Directions
Count the lines in the listing below that contain the string "positive", treating uppercase and lowercase as different. Reply with the number alone.

Information

________________________________________

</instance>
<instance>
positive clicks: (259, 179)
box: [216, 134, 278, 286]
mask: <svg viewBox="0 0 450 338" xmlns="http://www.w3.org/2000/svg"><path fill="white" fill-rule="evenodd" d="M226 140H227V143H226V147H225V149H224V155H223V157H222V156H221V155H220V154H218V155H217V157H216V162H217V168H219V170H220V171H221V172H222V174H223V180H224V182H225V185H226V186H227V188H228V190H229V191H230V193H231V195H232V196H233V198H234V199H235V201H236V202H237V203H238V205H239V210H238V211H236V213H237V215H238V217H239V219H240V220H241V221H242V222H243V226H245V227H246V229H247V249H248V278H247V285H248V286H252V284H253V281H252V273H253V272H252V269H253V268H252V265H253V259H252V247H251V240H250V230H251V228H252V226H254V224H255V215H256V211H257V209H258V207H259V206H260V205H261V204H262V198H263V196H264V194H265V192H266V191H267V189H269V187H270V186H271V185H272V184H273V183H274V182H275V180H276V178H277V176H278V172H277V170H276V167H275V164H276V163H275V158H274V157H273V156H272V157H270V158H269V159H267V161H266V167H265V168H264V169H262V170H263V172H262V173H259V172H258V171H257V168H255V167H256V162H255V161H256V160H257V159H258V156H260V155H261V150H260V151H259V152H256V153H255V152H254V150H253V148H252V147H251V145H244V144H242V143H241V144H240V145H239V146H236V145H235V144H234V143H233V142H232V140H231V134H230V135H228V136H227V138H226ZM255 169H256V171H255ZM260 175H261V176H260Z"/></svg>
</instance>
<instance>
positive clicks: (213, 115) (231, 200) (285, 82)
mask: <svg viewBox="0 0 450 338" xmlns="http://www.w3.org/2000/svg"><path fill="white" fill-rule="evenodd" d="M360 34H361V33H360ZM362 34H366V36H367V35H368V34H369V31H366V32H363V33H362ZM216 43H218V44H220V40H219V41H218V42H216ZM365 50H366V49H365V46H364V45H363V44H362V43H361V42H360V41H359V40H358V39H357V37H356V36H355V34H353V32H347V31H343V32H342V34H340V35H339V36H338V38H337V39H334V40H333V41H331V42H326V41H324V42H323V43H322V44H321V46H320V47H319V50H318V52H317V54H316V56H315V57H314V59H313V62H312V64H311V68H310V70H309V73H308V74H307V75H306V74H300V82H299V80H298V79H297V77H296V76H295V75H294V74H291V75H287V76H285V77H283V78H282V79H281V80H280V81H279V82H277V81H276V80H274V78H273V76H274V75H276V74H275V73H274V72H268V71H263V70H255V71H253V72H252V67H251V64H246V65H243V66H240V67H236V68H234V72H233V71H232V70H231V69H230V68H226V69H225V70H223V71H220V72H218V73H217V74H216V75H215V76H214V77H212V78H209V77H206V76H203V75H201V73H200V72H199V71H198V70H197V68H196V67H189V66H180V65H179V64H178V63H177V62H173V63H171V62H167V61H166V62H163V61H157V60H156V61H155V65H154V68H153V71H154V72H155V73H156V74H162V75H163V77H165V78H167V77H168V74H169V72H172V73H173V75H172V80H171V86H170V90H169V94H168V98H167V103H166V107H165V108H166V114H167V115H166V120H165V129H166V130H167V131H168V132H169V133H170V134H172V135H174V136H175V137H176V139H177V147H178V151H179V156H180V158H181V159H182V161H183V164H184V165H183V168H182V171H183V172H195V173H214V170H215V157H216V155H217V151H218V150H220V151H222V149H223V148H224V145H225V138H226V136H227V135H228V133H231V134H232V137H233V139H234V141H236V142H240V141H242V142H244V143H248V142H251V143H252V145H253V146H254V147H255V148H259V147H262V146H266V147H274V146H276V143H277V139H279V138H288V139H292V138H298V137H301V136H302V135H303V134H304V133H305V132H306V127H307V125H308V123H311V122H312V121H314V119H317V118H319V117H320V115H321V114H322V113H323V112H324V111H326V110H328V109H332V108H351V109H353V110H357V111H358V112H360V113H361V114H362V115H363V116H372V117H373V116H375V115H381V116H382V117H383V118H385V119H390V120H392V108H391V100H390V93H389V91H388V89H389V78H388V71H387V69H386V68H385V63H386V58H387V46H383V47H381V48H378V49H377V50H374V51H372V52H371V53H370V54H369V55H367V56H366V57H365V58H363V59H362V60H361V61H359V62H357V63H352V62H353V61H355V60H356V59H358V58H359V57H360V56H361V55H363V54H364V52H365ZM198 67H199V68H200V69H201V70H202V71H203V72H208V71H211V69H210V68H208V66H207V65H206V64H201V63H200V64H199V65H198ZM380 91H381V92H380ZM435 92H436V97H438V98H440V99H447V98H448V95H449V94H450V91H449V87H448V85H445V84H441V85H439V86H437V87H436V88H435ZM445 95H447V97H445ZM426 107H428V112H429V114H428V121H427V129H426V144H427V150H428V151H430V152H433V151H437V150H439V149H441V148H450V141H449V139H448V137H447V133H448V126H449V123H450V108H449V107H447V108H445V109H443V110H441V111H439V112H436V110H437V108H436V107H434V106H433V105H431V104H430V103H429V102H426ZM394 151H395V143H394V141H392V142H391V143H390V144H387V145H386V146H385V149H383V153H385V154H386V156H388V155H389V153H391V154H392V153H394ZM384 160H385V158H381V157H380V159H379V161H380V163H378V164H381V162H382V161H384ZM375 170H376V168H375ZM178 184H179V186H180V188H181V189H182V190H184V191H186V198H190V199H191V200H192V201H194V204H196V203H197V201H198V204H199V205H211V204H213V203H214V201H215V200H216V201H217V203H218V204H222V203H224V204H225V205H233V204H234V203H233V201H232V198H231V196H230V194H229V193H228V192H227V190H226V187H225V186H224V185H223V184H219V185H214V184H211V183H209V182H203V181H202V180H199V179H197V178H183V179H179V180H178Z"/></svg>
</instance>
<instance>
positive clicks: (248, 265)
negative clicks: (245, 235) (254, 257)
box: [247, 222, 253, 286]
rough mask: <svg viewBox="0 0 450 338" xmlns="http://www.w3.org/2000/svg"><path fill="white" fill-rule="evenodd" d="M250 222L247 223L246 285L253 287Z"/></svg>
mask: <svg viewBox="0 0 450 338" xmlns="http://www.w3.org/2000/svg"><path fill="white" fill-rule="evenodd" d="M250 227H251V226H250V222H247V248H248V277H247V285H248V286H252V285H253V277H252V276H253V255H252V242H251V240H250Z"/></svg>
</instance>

________________________________________

Answer section
3